◆ Work to be completed
Reproduce all of the data exactly. Images are not to appear in the reply.

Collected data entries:
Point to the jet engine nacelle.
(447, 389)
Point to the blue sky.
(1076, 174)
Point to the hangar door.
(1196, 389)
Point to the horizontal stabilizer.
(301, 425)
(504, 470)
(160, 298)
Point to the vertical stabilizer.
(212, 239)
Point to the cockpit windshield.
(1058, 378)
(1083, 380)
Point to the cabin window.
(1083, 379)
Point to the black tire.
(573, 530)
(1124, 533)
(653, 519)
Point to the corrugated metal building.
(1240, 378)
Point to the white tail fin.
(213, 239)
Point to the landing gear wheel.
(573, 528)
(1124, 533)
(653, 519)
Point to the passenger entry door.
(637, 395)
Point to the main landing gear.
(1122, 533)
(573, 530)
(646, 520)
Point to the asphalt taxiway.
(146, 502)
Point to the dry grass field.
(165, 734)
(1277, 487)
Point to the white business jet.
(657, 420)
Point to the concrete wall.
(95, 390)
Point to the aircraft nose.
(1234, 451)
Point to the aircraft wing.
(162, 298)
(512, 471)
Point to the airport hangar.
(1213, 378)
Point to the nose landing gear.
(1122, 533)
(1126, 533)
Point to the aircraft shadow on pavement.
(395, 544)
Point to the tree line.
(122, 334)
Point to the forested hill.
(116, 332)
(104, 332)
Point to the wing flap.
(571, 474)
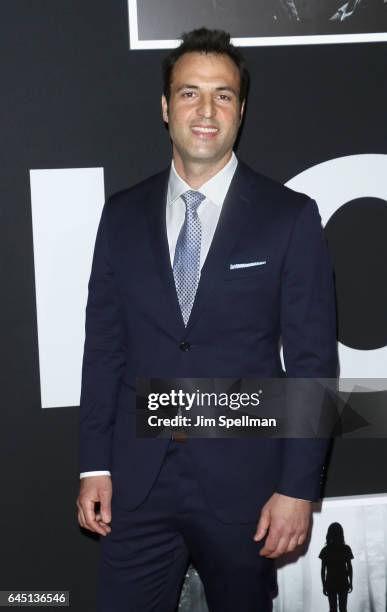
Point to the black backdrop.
(73, 95)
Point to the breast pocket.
(248, 271)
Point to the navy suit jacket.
(134, 328)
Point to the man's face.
(204, 112)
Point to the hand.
(95, 489)
(286, 519)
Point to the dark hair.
(206, 41)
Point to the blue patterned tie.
(186, 262)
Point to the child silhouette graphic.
(336, 568)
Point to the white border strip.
(372, 499)
(259, 41)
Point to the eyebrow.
(221, 88)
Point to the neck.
(197, 173)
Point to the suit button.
(184, 346)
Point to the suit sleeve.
(103, 358)
(308, 328)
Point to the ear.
(242, 110)
(164, 108)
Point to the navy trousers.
(144, 558)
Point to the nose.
(206, 107)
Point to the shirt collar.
(215, 189)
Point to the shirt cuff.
(94, 473)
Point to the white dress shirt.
(215, 190)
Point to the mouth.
(206, 132)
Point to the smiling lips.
(205, 131)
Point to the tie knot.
(192, 199)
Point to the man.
(176, 291)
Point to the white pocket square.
(247, 265)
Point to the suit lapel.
(156, 221)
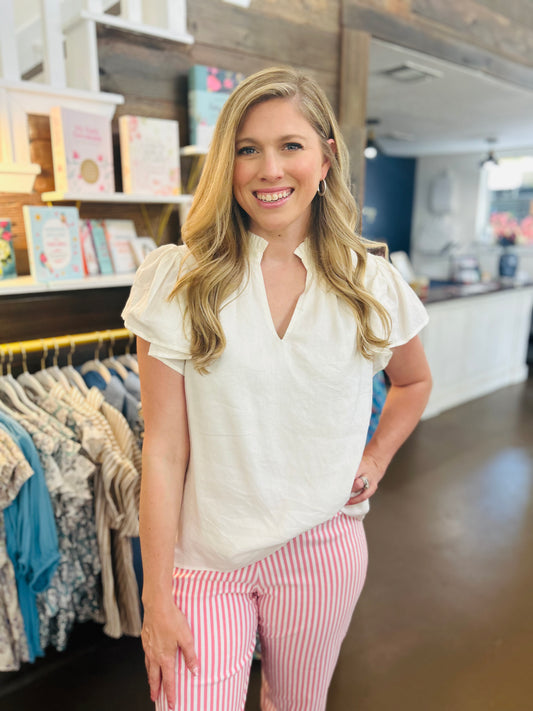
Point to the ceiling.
(454, 110)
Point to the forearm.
(160, 504)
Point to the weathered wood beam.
(352, 103)
(414, 33)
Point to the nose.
(271, 166)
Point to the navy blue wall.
(389, 189)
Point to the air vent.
(410, 73)
(399, 136)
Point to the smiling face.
(278, 164)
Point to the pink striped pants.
(300, 599)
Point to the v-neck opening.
(258, 247)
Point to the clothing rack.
(44, 345)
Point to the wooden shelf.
(28, 285)
(117, 198)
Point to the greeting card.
(82, 151)
(53, 239)
(149, 155)
(209, 87)
(8, 269)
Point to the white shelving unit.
(27, 285)
(124, 198)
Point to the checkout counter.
(476, 340)
(478, 335)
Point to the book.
(53, 239)
(82, 151)
(209, 87)
(120, 235)
(101, 248)
(88, 252)
(8, 267)
(142, 246)
(149, 155)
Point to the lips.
(273, 196)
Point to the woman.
(257, 343)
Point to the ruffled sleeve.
(408, 314)
(151, 315)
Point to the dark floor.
(445, 622)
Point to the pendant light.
(490, 159)
(371, 149)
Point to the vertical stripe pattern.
(300, 598)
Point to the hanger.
(129, 360)
(72, 374)
(10, 390)
(56, 372)
(96, 364)
(42, 377)
(112, 361)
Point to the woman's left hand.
(369, 471)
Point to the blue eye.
(246, 151)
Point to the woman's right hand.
(165, 629)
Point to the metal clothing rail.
(47, 344)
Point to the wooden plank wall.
(493, 36)
(327, 38)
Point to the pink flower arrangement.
(505, 228)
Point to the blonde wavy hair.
(216, 230)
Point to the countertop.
(444, 291)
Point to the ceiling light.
(490, 159)
(371, 149)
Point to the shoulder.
(165, 260)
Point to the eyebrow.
(282, 139)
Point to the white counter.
(476, 344)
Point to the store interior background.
(486, 93)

◆ Answer section
Point to the jet engine nacelle.
(447, 389)
Point to the blue sky.
(1076, 174)
Point to the hangar door.
(1196, 389)
Point to the horizontal stabilizer.
(301, 425)
(504, 470)
(160, 298)
Point to the vertical stabilizer.
(212, 239)
Point to the cockpit windshield.
(1058, 378)
(1083, 380)
Point to the cabin window.
(1083, 379)
Point to the black tire.
(573, 530)
(1124, 533)
(653, 519)
Point to the corrugated metal building.
(1240, 378)
Point to the white tail fin.
(213, 239)
Point to the landing gear wheel.
(573, 528)
(1124, 533)
(653, 519)
Point to the passenger entry door.
(637, 395)
Point to the main landing gear.
(1122, 533)
(573, 530)
(646, 520)
Point to the asphalt taxiway.
(146, 502)
Point to the dry grass field.
(165, 734)
(1277, 487)
Point to the white business jet.
(657, 420)
Point to the concrete wall.
(95, 390)
Point to the aircraft nose.
(1234, 451)
Point to the aircraft wing.
(162, 298)
(512, 471)
Point to the airport hangar.
(1213, 378)
Point to the nose landing gear.
(1122, 533)
(1126, 533)
Point to the aircraft shadow on pavement.
(395, 544)
Point to the tree line.
(122, 334)
Point to the forested hill.
(116, 332)
(104, 332)
Point to the wing flap.
(571, 474)
Point to the black backdrop.
(73, 95)
Point to the breast pocket.
(248, 271)
Point to the navy suit jacket.
(134, 328)
Point to the man's face.
(204, 112)
Point to the hand.
(95, 489)
(286, 519)
Point to the dark hair.
(206, 41)
Point to the blue patterned tie.
(186, 262)
Point to the child silhouette graphic.
(336, 568)
Point to the white border strip.
(372, 499)
(259, 41)
Point to the eyebrow.
(221, 88)
Point to the neck.
(197, 173)
Point to the suit button.
(184, 346)
Point to the suit sleeve.
(103, 358)
(308, 328)
Point to the ear.
(242, 110)
(164, 108)
Point to the navy trousers.
(144, 558)
Point to the nose.
(206, 107)
Point to the shirt collar.
(215, 189)
Point to the shirt cuff.
(94, 473)
Point to the white dress shirt.
(215, 190)
Point to the mouth.
(206, 132)
Point to the smiling lips.
(205, 131)
Point to the tie knot.
(192, 199)
Point to the man.
(176, 291)
Point to the white pocket square.
(247, 265)
Point to the suit lapel.
(156, 221)
Point to the ceiling.
(454, 110)
Point to the forearm.
(160, 504)
Point to the weathered wood beam.
(352, 103)
(414, 33)
Point to the nose.
(271, 166)
Point to the navy blue wall.
(389, 189)
Point to the air vent.
(410, 73)
(399, 136)
Point to the smiling face.
(278, 164)
Point to the pink striped pants.
(300, 599)
Point to the v-neck opening.
(258, 247)
Point to the clothing rack.
(44, 345)
Point to the wooden shelf.
(28, 285)
(117, 198)
Point to the greeting card.
(82, 151)
(53, 239)
(149, 155)
(209, 87)
(8, 269)
Point to the white shelving unit.
(27, 285)
(124, 198)
Point to the checkout counter.
(476, 340)
(478, 335)
Point to the book.
(53, 239)
(82, 151)
(209, 87)
(120, 235)
(101, 248)
(88, 252)
(8, 267)
(142, 246)
(149, 155)
Point to the lips.
(273, 196)
Point to the woman.
(257, 343)
Point to the ruffled sleeve.
(408, 314)
(151, 315)
Point to the dark floor.
(445, 622)
Point to the pendant light.
(490, 159)
(371, 149)
Point to the vertical stripe pattern.
(300, 598)
Point to the hanger.
(129, 360)
(72, 374)
(10, 390)
(56, 372)
(96, 364)
(42, 377)
(112, 361)
Point to the woman's left hand.
(369, 471)
Point to the blue eye.
(246, 151)
Point to the woman's right hand.
(165, 629)
Point to the metal clothing rail.
(47, 344)
Point to the wooden plank wall.
(493, 36)
(327, 38)
Point to the pink flower arrangement.
(505, 228)
Point to the blonde wavy hair.
(216, 230)
Point to the countertop.
(444, 291)
Point to the ceiling light.
(490, 159)
(371, 149)
Point to the shoulder.
(165, 260)
Point to the eyebrow.
(282, 139)
Point to the white counter.
(476, 344)
Point to the store interior background.
(486, 93)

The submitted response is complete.